## Exercise description:
Without including any pictures, write out the listing below exactly.

=-=-=

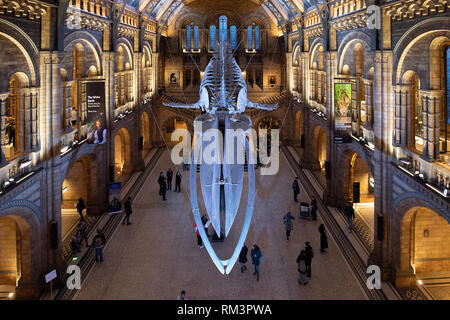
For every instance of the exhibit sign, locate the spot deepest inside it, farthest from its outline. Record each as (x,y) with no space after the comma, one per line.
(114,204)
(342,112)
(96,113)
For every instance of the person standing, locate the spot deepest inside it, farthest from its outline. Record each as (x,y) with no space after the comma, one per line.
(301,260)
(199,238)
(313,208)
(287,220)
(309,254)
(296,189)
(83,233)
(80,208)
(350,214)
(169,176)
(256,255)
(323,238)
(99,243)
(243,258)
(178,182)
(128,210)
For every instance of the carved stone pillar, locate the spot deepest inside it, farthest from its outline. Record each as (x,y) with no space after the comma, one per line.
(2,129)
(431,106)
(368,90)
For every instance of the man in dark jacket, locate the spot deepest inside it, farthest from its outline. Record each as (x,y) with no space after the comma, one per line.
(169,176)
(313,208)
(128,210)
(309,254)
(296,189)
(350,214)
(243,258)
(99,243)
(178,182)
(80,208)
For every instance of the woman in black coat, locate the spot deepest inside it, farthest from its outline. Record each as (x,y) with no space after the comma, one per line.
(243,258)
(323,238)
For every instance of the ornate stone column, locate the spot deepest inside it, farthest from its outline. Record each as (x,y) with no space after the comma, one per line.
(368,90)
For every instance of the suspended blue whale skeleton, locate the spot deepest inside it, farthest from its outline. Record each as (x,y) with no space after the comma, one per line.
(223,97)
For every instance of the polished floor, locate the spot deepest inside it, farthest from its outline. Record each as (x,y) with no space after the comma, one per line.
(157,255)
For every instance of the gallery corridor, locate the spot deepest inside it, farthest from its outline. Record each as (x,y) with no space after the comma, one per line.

=-=-=

## Answer:
For every instance of the exhibit sign, locate the spot deepest inside it, farthest from its outline. Record each as (x,y) with no space after the comma, one per line.
(114,204)
(342,112)
(96,113)
For every instance of the person standing, locate the spot deepest inside it, farthest from its outline. Record each as (x,y) with no space after the comma, one per line.
(301,260)
(199,238)
(313,208)
(287,220)
(309,254)
(296,189)
(83,233)
(80,208)
(350,214)
(169,176)
(256,255)
(323,238)
(99,243)
(243,258)
(178,182)
(128,210)
For every instance of the carved stone pillar, locate the spot deepest inside it, farthest from its outline. Record each as (x,y) with no space after the comma, one per line.
(2,129)
(431,106)
(368,90)
For every instance of the man in dark jacket, locate the spot deepest inside it, farthest from its outline. Record each as (x,y) with no space after the comma, one per line.
(169,176)
(313,208)
(128,210)
(309,254)
(296,189)
(350,214)
(243,258)
(99,243)
(178,182)
(80,208)
For every instance of the woman in black coat, locate the spot deepest inside it, farthest from its outline. Record each as (x,y) with no space after the comma, one per line.
(243,258)
(323,238)
For every instance of the ornate stone column, locate the spot deepest inside it, farthest from its outline. Record each as (x,y) with no space after the comma, one per line.
(368,90)
For every instance of the suspended blue whale skeleton, locate the spot deepest inside it, farthest from its outline. Record each as (x,y) with no space after the comma, one per line.
(223,97)
For every instance of the polished floor, locate the spot deepest inside it, farthest from its outline. Record each as (x,y) with no space after the comma, one per line.
(157,255)
For every instance of the gallery corridor, locate the spot deepest inside it, farthest from its outline. Record each as (x,y) with no space after the comma, one per line.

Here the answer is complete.